◆ Task objective
Begin the reply with the line containing "Review step: verify that every instance of the metal ornament" and end it with the final line of the listing, reproducing every line between exactly and adding nothing.

◆ The data
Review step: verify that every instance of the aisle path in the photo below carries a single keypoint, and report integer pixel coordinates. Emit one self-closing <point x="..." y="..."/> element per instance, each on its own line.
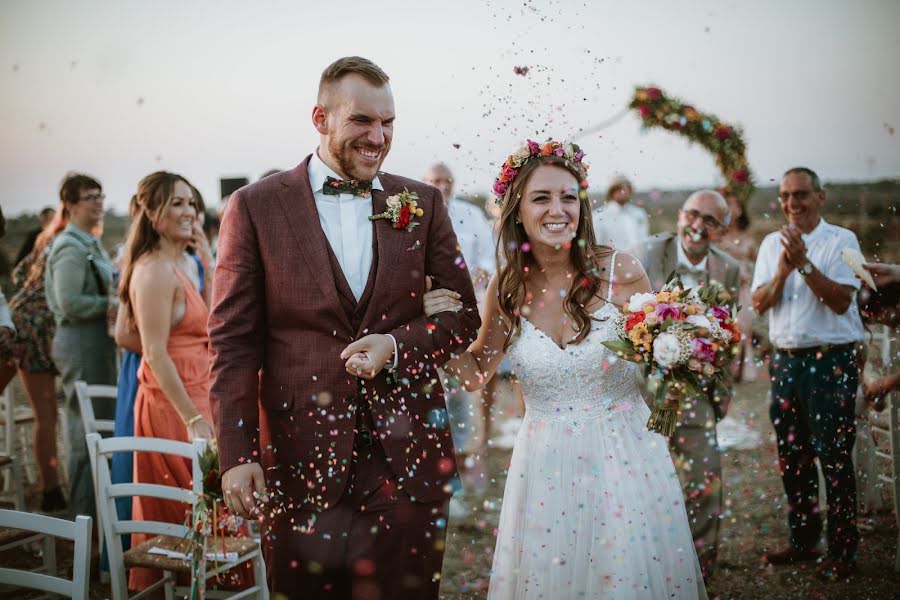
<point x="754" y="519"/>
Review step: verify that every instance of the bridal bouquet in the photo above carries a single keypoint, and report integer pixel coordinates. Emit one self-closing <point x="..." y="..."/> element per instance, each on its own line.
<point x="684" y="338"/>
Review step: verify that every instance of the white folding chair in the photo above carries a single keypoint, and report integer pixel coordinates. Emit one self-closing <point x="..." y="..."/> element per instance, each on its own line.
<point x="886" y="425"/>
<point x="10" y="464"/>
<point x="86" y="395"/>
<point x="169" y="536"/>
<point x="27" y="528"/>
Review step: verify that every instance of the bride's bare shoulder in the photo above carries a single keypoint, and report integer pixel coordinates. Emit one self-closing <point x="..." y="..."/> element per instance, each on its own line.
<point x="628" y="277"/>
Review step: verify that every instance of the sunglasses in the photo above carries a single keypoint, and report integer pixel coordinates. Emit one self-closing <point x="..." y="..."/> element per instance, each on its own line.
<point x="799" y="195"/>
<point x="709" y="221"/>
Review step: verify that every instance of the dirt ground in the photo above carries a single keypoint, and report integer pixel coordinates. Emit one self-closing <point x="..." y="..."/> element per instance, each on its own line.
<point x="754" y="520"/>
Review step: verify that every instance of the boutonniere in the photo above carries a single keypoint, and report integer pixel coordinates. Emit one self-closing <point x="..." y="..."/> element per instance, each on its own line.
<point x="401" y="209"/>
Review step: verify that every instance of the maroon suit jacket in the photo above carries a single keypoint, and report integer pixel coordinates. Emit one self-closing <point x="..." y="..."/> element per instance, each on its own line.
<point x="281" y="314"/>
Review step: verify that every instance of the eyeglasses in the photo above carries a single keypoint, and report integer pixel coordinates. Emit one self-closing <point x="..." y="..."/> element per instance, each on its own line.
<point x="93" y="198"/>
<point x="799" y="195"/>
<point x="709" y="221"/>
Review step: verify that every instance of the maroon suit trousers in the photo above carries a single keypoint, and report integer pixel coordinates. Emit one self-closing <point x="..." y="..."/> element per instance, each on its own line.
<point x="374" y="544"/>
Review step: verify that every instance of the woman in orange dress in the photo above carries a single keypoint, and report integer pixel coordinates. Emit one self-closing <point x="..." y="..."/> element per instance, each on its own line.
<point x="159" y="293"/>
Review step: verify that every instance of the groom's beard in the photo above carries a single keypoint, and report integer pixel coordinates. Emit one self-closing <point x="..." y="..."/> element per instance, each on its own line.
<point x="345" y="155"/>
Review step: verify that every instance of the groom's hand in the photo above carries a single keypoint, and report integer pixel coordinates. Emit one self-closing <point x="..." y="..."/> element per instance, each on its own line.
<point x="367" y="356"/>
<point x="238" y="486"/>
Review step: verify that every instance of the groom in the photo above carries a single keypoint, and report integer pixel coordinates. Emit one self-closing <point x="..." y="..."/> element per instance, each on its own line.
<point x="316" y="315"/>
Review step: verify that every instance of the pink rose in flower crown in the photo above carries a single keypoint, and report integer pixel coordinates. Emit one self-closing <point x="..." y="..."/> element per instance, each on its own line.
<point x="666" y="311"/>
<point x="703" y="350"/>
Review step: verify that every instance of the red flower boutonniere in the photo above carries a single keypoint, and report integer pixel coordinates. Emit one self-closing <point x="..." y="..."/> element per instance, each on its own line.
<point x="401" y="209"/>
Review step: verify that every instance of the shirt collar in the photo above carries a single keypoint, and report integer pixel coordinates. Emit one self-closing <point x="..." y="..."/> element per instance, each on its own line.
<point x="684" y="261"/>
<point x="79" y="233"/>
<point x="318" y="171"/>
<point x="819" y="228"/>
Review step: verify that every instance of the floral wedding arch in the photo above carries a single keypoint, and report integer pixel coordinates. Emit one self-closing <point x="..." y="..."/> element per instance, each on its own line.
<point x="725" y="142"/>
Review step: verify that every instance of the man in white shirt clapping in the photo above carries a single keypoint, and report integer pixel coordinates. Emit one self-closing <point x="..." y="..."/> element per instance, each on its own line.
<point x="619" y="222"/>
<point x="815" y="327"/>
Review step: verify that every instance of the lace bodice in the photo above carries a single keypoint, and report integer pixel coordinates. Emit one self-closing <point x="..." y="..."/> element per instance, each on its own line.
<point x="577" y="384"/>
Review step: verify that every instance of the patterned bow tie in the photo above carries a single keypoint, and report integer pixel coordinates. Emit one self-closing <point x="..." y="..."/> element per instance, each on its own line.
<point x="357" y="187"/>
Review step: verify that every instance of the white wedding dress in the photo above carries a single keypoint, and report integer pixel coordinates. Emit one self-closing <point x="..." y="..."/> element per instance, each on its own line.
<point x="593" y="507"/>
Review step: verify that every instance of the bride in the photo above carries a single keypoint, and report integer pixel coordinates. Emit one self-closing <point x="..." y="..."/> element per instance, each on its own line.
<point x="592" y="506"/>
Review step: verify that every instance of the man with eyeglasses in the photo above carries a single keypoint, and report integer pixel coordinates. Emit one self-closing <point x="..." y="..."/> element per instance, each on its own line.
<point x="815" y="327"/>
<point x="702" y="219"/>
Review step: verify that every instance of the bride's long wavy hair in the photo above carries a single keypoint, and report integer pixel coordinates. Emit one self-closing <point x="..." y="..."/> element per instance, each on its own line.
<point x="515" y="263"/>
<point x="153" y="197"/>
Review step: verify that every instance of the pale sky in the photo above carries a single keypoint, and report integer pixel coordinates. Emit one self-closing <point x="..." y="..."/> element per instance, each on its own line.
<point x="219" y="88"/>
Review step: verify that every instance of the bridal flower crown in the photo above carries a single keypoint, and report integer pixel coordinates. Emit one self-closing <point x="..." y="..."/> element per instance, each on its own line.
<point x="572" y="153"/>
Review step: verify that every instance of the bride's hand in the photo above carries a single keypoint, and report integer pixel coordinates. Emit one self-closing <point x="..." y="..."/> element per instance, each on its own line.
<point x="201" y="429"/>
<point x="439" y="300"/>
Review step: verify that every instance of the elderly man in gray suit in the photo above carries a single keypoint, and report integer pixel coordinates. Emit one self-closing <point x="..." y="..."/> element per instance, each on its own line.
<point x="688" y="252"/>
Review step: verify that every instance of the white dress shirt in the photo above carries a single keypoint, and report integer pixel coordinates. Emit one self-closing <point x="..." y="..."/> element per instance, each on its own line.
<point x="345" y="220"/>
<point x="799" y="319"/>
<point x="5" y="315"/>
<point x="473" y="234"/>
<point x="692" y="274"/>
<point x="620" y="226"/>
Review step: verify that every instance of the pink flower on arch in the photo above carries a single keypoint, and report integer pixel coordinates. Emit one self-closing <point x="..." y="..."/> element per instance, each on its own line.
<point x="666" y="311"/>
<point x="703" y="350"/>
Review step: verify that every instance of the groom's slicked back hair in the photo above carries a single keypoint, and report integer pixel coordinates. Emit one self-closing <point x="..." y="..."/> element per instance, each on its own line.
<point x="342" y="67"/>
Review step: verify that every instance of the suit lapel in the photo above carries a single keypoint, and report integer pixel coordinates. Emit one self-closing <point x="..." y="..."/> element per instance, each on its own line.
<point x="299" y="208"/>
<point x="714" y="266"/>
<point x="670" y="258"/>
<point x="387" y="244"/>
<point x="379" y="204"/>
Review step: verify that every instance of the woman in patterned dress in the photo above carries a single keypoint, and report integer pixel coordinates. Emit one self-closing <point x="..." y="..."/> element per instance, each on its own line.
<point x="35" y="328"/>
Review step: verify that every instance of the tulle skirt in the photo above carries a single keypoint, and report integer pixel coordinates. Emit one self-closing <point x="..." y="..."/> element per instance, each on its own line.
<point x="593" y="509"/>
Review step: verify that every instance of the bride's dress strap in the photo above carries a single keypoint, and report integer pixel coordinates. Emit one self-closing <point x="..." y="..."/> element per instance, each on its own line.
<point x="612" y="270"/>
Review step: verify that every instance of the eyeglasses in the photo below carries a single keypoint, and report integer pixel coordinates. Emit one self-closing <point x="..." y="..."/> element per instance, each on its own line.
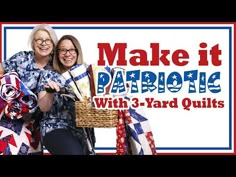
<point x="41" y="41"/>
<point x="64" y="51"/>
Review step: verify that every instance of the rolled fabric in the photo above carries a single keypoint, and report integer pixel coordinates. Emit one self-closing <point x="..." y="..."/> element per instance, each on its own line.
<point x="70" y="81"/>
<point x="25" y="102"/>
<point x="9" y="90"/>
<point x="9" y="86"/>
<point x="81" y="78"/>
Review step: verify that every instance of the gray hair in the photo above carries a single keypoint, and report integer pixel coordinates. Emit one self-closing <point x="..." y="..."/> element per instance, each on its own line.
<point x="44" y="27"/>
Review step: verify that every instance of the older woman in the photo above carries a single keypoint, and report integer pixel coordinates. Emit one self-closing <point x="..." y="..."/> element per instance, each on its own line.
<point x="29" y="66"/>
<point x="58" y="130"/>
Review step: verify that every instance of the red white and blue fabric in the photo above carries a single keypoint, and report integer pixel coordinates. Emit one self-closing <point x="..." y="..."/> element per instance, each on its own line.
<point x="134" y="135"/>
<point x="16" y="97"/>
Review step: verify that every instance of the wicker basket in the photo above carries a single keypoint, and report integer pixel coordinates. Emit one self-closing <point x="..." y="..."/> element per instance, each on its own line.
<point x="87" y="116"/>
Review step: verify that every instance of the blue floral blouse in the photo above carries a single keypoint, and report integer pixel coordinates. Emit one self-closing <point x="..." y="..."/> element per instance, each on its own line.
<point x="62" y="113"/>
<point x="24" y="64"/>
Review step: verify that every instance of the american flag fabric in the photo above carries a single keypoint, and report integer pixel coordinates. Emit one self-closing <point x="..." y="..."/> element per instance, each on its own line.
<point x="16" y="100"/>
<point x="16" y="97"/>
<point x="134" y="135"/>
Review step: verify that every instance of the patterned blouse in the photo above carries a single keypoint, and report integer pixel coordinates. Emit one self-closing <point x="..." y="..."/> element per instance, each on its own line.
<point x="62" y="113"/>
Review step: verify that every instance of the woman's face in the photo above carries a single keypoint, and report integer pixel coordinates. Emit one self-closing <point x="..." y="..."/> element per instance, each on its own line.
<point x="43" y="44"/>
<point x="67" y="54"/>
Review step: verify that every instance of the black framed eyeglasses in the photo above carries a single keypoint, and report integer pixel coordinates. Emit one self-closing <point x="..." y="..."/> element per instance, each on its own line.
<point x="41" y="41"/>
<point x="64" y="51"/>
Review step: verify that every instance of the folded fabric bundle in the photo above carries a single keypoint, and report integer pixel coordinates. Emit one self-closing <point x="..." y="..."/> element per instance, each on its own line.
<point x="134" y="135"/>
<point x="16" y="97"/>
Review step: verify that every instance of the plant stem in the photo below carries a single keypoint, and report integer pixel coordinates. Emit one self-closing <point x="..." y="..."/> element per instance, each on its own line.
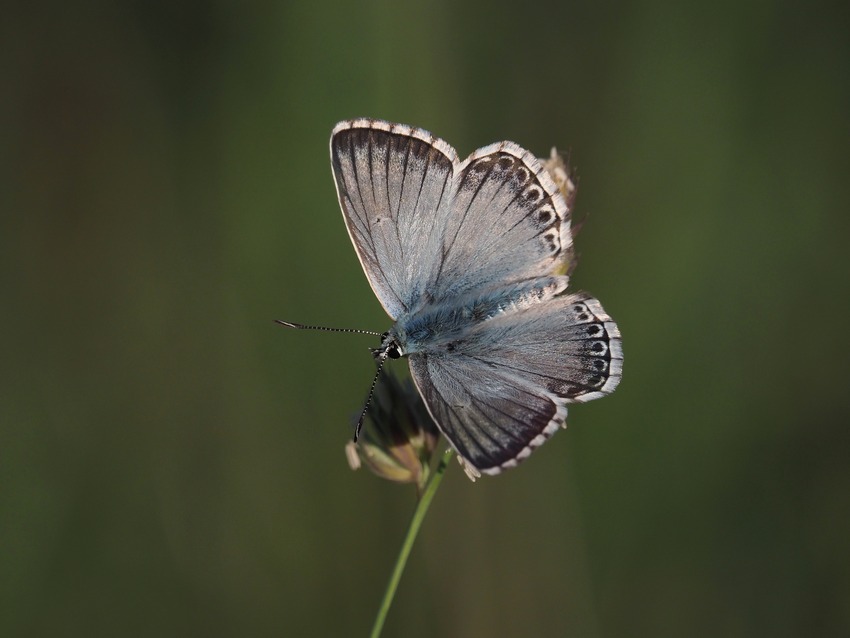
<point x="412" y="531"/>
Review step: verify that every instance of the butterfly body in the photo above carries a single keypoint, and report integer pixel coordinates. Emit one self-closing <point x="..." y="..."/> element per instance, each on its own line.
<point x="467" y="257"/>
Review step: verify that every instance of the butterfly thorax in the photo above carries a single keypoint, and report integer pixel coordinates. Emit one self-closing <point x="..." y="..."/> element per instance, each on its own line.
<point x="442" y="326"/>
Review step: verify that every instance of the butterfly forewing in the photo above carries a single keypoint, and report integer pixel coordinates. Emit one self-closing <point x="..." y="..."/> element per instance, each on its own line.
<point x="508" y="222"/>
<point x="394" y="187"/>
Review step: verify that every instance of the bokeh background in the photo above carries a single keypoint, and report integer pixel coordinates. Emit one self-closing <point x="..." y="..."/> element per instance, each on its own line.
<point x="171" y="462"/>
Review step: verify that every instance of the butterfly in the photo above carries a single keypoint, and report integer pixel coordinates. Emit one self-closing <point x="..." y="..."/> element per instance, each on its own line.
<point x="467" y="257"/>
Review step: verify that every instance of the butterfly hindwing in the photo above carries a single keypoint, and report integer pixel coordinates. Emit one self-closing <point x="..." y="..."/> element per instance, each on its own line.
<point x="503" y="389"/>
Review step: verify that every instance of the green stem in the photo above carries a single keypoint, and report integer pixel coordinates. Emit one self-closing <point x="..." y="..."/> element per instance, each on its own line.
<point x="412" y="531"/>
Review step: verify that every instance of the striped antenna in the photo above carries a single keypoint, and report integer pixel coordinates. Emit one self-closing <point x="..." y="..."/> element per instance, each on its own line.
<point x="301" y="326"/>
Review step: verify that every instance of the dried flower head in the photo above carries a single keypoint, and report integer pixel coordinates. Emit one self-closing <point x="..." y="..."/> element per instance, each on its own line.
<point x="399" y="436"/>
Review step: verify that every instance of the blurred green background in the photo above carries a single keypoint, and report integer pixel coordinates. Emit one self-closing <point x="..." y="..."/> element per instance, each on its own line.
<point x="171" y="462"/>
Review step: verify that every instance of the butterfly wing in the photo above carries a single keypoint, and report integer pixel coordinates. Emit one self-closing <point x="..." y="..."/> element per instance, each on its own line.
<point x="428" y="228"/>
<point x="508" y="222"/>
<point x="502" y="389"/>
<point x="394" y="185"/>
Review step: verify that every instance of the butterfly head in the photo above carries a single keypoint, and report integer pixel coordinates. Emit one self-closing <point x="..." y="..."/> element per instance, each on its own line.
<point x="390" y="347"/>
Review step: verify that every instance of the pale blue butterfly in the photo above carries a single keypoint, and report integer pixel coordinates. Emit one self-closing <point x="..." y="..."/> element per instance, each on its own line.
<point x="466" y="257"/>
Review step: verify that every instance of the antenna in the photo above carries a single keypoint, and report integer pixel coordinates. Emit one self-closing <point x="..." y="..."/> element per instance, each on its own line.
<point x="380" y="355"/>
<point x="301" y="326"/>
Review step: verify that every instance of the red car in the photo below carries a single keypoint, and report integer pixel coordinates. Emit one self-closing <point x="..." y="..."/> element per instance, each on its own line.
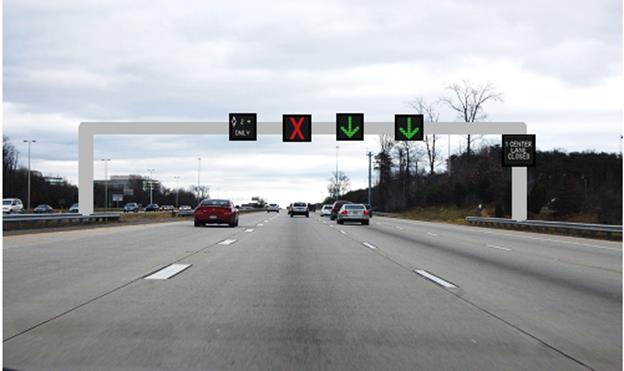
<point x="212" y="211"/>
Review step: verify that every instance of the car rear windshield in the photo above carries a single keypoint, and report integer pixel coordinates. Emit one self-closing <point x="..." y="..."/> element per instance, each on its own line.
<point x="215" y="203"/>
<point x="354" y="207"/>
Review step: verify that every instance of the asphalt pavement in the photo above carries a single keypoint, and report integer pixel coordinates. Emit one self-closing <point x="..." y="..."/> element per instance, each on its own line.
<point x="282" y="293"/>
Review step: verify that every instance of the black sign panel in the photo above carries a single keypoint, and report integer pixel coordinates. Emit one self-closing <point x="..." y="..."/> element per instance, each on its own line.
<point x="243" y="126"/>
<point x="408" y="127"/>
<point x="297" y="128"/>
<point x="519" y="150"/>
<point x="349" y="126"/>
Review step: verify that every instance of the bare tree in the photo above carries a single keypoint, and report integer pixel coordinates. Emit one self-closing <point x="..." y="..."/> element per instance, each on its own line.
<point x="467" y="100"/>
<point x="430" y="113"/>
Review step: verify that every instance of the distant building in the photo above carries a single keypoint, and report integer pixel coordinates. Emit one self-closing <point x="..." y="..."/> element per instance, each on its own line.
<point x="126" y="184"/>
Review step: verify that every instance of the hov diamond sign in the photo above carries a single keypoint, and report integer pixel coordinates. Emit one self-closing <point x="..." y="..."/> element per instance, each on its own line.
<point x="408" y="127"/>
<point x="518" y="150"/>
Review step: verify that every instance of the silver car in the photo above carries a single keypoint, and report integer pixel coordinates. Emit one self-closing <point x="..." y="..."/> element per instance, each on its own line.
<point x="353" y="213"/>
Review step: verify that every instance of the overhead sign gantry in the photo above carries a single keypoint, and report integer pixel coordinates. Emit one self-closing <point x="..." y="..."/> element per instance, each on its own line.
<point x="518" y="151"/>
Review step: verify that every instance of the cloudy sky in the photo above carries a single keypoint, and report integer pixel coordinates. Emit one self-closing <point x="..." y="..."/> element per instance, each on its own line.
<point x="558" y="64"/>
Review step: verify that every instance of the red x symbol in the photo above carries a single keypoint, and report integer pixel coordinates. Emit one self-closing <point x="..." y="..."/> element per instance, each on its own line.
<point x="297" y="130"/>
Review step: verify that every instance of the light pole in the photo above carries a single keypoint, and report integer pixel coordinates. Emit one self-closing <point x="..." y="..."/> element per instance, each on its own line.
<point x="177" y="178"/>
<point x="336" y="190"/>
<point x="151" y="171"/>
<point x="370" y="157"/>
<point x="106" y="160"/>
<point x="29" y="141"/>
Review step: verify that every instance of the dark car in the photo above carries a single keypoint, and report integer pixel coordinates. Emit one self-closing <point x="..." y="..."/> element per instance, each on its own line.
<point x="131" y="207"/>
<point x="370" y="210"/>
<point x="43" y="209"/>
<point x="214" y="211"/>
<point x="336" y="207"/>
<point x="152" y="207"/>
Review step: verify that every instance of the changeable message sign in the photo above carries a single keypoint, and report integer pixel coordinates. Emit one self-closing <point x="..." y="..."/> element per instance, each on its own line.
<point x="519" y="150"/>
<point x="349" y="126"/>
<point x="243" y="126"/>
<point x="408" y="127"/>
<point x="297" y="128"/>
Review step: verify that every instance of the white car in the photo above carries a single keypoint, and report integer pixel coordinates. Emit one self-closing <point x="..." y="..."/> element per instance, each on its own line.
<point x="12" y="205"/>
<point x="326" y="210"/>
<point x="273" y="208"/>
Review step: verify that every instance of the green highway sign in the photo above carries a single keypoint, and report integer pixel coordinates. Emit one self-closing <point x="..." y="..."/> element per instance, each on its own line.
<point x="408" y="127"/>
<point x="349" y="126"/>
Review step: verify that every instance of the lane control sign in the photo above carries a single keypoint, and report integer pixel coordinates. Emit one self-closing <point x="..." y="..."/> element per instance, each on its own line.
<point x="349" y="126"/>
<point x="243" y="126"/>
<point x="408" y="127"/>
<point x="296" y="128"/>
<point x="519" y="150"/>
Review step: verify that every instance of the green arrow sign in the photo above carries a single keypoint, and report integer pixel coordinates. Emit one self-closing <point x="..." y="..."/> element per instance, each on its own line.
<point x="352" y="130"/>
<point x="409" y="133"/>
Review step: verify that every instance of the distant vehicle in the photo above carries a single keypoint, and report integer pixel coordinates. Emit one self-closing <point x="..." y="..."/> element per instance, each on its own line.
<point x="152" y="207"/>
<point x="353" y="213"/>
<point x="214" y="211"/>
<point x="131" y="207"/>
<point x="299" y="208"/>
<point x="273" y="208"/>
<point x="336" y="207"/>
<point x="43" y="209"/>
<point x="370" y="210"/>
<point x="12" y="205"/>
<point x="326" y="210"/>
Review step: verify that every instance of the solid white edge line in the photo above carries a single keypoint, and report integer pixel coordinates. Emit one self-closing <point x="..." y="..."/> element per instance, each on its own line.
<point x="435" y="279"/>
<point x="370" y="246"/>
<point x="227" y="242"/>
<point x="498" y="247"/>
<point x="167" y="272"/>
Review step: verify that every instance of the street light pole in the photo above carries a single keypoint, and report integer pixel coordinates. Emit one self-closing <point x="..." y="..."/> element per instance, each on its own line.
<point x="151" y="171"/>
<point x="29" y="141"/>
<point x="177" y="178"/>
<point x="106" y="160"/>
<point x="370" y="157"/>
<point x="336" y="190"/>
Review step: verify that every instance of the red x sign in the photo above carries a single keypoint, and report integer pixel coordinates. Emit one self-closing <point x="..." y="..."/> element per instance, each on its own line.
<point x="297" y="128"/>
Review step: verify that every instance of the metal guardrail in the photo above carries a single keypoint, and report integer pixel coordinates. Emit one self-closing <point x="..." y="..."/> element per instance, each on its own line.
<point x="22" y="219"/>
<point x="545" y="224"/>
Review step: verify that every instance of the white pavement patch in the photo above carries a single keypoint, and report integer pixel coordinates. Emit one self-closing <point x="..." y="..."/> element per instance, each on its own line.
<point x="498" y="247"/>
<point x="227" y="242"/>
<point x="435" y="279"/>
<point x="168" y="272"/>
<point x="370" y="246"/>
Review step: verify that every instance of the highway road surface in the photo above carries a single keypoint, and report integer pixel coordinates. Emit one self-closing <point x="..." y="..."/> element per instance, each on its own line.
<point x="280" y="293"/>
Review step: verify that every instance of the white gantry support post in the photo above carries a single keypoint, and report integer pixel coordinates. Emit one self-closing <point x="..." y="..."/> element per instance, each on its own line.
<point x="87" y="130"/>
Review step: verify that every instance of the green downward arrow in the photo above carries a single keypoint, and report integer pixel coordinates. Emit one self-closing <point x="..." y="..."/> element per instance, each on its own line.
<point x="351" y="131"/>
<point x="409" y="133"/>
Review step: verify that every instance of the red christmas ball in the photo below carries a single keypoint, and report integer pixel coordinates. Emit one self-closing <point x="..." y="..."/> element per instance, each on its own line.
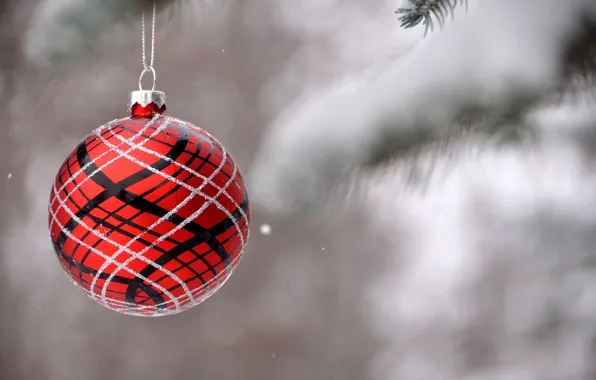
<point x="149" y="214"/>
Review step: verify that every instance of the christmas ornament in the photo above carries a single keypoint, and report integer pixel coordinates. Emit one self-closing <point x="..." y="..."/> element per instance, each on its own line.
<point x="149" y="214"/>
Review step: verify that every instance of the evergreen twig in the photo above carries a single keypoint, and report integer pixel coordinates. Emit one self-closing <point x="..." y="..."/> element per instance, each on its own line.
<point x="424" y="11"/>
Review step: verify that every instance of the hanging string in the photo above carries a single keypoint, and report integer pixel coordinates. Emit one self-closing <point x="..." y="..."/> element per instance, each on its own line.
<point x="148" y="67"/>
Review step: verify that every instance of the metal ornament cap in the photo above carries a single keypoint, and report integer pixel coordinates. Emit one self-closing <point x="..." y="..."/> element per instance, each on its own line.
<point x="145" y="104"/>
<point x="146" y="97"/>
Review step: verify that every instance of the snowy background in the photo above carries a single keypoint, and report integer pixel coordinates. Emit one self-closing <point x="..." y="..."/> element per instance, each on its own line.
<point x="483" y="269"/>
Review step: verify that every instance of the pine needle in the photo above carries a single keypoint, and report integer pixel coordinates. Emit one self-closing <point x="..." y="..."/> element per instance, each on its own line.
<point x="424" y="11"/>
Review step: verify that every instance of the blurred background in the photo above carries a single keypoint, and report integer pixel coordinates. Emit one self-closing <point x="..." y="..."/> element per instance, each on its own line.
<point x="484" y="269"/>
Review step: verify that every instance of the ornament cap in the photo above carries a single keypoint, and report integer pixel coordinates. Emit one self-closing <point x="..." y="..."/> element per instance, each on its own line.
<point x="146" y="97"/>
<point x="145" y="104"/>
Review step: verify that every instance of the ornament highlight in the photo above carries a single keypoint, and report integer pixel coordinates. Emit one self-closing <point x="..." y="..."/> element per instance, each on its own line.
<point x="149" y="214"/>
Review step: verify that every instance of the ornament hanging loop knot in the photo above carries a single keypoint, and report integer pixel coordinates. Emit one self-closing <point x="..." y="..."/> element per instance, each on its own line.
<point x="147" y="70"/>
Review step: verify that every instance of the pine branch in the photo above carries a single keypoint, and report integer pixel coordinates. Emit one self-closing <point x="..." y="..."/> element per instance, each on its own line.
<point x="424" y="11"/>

◆ Result below
Review step: verify that every instance of the metal ornament cap in the photo above carries a single keypoint, and report integer pixel coordinates. Emit one self-closing <point x="..." y="..."/> element per instance, each on its own line.
<point x="145" y="104"/>
<point x="146" y="97"/>
Review step: verify that every instance of the snowy background in the photo above carries a single keypoint, and report integer pixel coordinates. Emit one self-closing <point x="..." y="..."/> element per instance, each on its own line.
<point x="483" y="269"/>
Review step: verify that every instance of the pine needle in the photo above carries a single keypoint, and report integer pixel coordinates. Emit one self-closing <point x="..." y="..."/> element per instance, each on its own line.
<point x="424" y="11"/>
Review step: verify that every instance of the blurred background in the photo above carries a single keypoint, and report integer pixel coordinates. Emit one self-closing <point x="..." y="..."/> element per instance, each on its own line.
<point x="484" y="269"/>
Review step: verify that every instance of the ornament cap in the photo above carries a single keypoint, and report integer pixel coordinates. Emit one self-closing <point x="..." y="..."/> element per instance, each on its own line.
<point x="146" y="97"/>
<point x="145" y="104"/>
Review step: verify that every instance of the ornament highlight in the photo above carries a single keypoint, and report integer pixel coordinates. Emit one self-closing <point x="..." y="..."/> element per instance, each on its own line.
<point x="149" y="214"/>
Review step: verify that every instance of the ornament hanging loop knot in the photo above carries a single keypoint, and report integer pixel coordinates. Emit one self-closing <point x="..." y="..."/> element per instance, each on its own line.
<point x="147" y="70"/>
Review step: verify that every instance of the pine branch in the photo above carries a single keypoint, and report integer pixel coordinates. Emit one self-closing <point x="..." y="..."/> element per instance, each on its own line.
<point x="424" y="11"/>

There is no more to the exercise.